**Source material:**
BEGIN
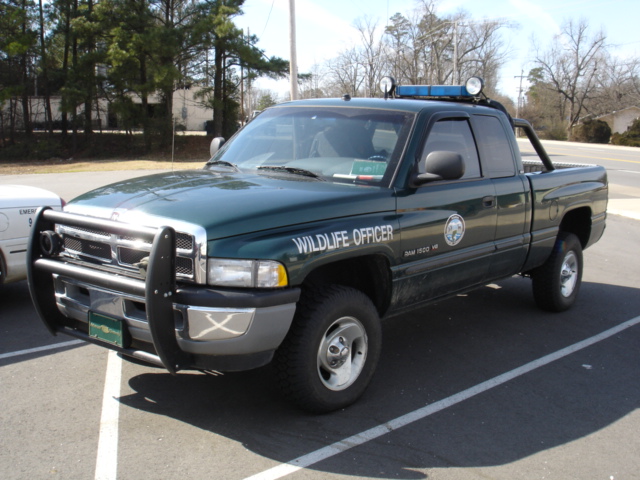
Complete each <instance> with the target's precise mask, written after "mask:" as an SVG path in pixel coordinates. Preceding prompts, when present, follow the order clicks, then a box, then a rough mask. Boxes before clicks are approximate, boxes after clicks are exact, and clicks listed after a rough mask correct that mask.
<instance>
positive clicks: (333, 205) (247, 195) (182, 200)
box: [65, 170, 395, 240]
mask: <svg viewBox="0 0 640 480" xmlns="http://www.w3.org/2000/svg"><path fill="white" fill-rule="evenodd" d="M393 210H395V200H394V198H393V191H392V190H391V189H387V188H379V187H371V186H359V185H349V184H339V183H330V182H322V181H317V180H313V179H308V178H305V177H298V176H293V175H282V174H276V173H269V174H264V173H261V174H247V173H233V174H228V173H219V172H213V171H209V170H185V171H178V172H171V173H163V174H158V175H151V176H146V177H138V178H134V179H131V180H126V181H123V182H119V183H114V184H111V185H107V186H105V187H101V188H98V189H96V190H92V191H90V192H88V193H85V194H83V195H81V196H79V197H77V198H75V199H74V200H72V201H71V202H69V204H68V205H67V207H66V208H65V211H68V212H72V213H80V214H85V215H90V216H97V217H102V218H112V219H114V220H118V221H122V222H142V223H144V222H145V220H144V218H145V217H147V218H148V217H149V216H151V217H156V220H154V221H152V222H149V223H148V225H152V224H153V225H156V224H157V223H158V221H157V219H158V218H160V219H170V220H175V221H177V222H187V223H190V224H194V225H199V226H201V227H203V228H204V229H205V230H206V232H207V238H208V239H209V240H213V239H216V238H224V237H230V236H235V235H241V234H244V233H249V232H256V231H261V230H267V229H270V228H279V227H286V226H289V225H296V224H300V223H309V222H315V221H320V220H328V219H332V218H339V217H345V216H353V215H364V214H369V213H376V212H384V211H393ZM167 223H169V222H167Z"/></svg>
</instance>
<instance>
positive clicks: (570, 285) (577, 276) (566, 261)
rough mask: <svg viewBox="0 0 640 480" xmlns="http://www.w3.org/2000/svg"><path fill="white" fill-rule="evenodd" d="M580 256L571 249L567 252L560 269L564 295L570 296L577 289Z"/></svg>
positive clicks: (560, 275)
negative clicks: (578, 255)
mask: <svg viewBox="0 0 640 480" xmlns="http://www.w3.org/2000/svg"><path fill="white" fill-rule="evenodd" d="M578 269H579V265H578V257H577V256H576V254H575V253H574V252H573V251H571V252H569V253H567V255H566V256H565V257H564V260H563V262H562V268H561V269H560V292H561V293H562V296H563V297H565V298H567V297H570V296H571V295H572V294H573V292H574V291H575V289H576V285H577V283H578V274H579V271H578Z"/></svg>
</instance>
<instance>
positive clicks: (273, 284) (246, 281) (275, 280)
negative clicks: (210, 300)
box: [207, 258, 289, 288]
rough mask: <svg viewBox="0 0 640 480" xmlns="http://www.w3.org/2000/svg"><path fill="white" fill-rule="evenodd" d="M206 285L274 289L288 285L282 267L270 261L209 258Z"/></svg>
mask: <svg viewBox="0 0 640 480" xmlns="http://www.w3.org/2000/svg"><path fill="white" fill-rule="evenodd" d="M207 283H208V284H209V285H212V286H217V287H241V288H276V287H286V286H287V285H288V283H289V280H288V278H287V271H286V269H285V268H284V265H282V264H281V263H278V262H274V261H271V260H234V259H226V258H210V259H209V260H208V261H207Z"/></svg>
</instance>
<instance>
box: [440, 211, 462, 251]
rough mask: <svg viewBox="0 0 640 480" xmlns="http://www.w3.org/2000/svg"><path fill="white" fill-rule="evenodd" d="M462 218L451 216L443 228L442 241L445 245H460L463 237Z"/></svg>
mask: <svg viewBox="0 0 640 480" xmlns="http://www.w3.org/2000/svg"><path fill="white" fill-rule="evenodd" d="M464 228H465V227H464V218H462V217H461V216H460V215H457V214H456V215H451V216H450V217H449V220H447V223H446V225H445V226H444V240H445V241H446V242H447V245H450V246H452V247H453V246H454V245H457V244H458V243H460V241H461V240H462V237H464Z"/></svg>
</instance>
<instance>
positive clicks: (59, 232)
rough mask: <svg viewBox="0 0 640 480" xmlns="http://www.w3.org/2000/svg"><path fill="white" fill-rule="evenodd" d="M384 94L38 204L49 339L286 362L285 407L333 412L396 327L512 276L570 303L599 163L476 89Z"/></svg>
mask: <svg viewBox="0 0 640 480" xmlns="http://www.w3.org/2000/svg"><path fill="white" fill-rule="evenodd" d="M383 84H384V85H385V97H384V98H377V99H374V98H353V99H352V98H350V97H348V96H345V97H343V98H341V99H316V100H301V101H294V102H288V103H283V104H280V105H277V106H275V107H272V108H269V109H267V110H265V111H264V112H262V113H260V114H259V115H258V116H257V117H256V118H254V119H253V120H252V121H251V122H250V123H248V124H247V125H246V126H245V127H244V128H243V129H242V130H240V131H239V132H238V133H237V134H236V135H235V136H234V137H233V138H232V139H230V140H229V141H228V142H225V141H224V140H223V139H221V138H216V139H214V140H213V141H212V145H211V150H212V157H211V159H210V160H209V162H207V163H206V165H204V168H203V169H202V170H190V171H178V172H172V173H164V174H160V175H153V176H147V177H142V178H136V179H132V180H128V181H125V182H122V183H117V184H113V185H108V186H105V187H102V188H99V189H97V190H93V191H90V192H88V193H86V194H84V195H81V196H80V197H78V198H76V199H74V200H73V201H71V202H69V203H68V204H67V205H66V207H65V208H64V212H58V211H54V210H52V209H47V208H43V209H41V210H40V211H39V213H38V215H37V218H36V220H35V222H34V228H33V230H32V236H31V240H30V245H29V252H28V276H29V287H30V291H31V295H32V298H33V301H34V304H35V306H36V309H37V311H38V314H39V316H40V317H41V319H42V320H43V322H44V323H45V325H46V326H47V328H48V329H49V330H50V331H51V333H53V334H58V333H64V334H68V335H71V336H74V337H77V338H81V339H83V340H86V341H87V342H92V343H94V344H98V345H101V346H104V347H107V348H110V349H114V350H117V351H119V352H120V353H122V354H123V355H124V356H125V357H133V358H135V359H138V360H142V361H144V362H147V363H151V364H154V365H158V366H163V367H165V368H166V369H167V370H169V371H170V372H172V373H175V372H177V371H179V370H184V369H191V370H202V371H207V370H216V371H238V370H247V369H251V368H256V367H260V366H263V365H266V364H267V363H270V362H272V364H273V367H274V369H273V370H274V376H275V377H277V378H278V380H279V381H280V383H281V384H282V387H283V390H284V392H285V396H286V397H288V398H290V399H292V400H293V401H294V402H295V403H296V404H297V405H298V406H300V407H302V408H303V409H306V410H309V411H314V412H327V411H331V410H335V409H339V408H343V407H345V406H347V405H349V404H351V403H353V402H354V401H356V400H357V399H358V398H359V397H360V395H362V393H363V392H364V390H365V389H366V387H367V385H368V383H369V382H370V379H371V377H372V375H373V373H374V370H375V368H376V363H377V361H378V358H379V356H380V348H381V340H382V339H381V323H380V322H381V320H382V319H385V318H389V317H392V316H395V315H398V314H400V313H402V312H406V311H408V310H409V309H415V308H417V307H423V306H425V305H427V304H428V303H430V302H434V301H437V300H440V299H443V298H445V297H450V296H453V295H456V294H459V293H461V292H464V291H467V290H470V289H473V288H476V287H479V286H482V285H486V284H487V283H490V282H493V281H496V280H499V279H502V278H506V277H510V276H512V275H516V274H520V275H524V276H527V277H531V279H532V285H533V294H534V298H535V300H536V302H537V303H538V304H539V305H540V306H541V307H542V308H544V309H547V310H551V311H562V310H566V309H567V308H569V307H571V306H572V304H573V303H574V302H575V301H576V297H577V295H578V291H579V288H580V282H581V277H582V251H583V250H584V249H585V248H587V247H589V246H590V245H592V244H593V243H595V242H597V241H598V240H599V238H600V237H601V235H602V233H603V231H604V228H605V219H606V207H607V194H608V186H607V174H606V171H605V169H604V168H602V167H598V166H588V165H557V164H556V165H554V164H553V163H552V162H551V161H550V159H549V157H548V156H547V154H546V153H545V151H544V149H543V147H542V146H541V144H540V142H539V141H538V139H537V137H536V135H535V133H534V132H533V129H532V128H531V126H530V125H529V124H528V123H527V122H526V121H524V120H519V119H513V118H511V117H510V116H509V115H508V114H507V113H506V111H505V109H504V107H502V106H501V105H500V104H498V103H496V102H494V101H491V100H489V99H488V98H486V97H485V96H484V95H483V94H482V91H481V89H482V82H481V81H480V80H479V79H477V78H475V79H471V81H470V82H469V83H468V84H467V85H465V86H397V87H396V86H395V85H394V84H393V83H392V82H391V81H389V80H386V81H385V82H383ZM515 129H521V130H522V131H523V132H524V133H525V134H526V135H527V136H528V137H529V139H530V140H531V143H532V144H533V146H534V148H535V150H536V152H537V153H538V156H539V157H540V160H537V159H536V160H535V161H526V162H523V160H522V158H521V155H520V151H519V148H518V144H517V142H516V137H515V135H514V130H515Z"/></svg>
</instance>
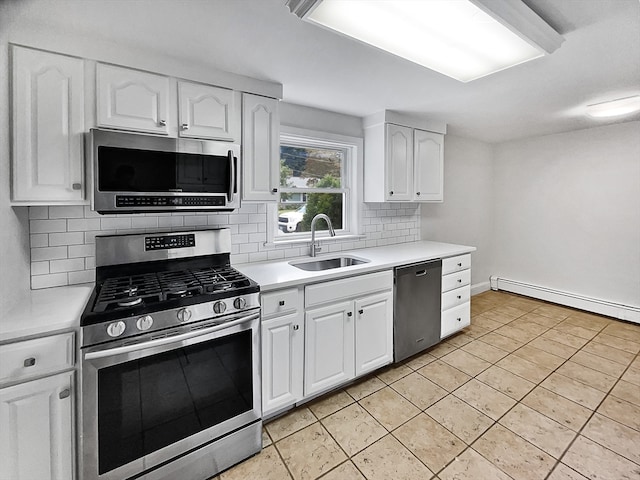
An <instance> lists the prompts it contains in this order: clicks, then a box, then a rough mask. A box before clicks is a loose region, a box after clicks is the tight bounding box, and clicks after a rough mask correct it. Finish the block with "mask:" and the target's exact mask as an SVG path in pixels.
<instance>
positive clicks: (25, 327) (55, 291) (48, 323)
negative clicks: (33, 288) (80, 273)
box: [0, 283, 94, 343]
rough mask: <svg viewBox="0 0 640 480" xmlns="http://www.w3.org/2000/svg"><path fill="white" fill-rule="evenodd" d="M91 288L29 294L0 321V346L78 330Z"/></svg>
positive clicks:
END
**Task brief:** Reproduce the material above word for word, from its beginning through the line containing "positive clicks: (560, 275)", leaving out the pictures.

**Task answer:**
Complete each <instance> with the target's precise mask, written after "mask:" as an SVG path in pixel coordinates. Preceding prompts, when present, follow the order clicks, then a box, then a rough mask. Boxes before clicks are approximate, boxes after clicks are exact, and clicks listed after a rough mask correct that mask.
<instance>
positive clicks: (333, 205) (247, 195) (182, 200)
box: [65, 170, 395, 240]
mask: <svg viewBox="0 0 640 480" xmlns="http://www.w3.org/2000/svg"><path fill="white" fill-rule="evenodd" d="M393 210H395V200H394V198H393V191H392V190H391V189H387V188H379V187H371V186H359V185H349V184H339V183H330V182H322V181H317V180H313V179H308V178H305V177H298V176H293V175H282V174H276V173H269V174H264V173H261V174H247V173H233V174H228V173H219V172H213V171H209V170H185V171H178V172H171V173H163V174H158V175H151V176H146V177H138V178H134V179H131V180H126V181H123V182H119V183H114V184H111V185H107V186H105V187H101V188H98V189H96V190H92V191H90V192H88V193H85V194H83V195H81V196H79V197H77V198H75V199H74V200H72V201H71V202H69V204H68V205H67V207H66V208H65V211H68V212H72V213H80V214H85V215H90V216H97V217H102V218H112V219H114V220H118V221H122V222H142V223H144V222H145V220H144V218H145V217H147V218H148V217H149V216H151V217H156V220H154V221H152V222H149V223H148V225H152V224H153V225H156V224H157V223H158V221H157V219H158V218H160V219H170V220H175V221H177V222H187V223H190V224H194V225H199V226H201V227H203V228H204V229H205V230H206V232H207V238H208V239H209V240H213V239H216V238H224V237H230V236H235V235H241V234H244V233H249V232H256V231H261V230H267V229H270V228H279V227H286V226H289V225H296V224H300V223H309V222H315V221H320V220H328V219H332V218H339V217H345V216H353V215H364V214H369V213H376V212H384V211H393ZM167 223H169V222H167Z"/></svg>
</instance>
<instance>
positive clicks: (570, 285) (577, 276) (566, 261)
rough mask: <svg viewBox="0 0 640 480" xmlns="http://www.w3.org/2000/svg"><path fill="white" fill-rule="evenodd" d="M580 256L571 249L567 252L560 269L564 295L570 296L577 289Z"/></svg>
positive clicks: (560, 275)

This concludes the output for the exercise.